Exercise instructions: Rewrite all of the lines below, replacing each "Target" with "Label" and leaving everything else unchanged.

Exercise inputs:
★ ★ ★ ★
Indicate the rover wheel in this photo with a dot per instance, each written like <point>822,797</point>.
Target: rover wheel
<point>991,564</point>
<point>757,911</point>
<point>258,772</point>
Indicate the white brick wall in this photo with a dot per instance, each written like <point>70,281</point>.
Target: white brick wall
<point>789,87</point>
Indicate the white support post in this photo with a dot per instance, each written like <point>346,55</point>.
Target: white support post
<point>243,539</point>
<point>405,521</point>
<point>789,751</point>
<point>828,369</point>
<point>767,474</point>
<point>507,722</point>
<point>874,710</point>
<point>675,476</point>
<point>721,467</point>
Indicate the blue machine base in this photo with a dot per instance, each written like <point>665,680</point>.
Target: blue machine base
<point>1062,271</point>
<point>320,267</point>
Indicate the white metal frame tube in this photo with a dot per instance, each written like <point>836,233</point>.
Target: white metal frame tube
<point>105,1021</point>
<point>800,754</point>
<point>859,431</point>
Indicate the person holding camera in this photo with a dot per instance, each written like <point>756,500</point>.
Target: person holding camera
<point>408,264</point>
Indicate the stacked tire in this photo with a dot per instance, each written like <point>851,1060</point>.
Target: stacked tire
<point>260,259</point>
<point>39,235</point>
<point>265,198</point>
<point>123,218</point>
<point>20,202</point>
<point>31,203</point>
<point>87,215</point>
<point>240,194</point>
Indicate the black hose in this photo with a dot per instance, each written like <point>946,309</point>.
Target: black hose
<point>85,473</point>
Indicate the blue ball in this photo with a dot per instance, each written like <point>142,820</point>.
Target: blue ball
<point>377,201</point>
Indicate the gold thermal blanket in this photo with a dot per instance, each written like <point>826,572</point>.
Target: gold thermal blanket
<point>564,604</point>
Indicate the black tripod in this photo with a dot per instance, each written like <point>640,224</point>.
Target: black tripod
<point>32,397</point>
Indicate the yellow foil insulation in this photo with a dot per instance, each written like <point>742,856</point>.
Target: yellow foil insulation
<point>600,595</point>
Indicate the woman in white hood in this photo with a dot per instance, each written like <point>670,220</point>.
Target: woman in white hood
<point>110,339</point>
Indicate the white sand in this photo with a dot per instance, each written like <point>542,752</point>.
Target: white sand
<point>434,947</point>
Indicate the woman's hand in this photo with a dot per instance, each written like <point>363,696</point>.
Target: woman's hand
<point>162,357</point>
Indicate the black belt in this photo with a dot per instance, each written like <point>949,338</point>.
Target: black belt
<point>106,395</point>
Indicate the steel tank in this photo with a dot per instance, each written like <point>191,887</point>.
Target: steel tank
★ ★ ★ ★
The solution:
Indicate the rover wheel in this photo with a dot per instance, each written like <point>822,797</point>.
Label: rover wheel
<point>991,564</point>
<point>757,911</point>
<point>258,772</point>
Indicate the white brick wall in this photo with a dot per instance, each written like <point>70,281</point>.
Label: white brick wall
<point>789,87</point>
Indicate the white support post in this photo with a dot per instance, each written like <point>346,55</point>.
Label: white support post
<point>243,539</point>
<point>405,521</point>
<point>789,751</point>
<point>828,369</point>
<point>767,474</point>
<point>507,722</point>
<point>874,710</point>
<point>675,476</point>
<point>721,467</point>
Indicate the blue machine base in this photo with a dot per instance, each written like <point>665,680</point>.
Label: blue machine base
<point>1062,271</point>
<point>320,267</point>
Indicate the white metal frame tube in this photo with a dot per instance, each written like <point>836,233</point>.
Label: white metal frame tube
<point>105,1021</point>
<point>800,754</point>
<point>859,431</point>
Indicate the person holding camera in this photo with a dot per instance, each written like <point>756,500</point>.
Label: person holding camera
<point>408,264</point>
Indicate the stacked tire in this photo with a dot per instance, each written like <point>851,1060</point>.
Label: stacked tire
<point>260,259</point>
<point>39,235</point>
<point>265,198</point>
<point>123,218</point>
<point>20,202</point>
<point>31,203</point>
<point>87,215</point>
<point>240,194</point>
Indicate the black hose in this photo with a dot per instance, each written like <point>946,309</point>.
Label: black hose
<point>85,473</point>
Indicate the blue ball in this photo with a dot per instance, each written like <point>142,820</point>.
Label: blue ball
<point>377,201</point>
Indicate the gold thermal blanket in this photo with a dot per instance, each written like <point>826,572</point>.
Label: gold thermal blanket
<point>564,604</point>
Indicate the black tripod in this photo with a dot per instance, each written like <point>640,224</point>.
Label: black tripod
<point>32,397</point>
Indicate the yellow foil insulation in this photo with a dot per instance, each written like <point>742,856</point>.
Label: yellow foil insulation
<point>600,595</point>
Indicate the woman in white hood in this photo with a dot per instance, each written like <point>670,220</point>.
Label: woman in white hood
<point>110,339</point>
Indicate the white sand in this photo with a dot per instance, each written like <point>542,752</point>.
Label: white sand
<point>434,947</point>
Indicate the woman's hand in this photo with a dot per instance, each written like <point>363,696</point>.
Label: woman's hand
<point>162,357</point>
Indicate the black belt in this photo with a dot per instance, each written like <point>949,338</point>.
Label: black belt
<point>106,395</point>
Indicate the steel tank in this photo with a dot per instance, each written like <point>191,887</point>.
Label: steel tank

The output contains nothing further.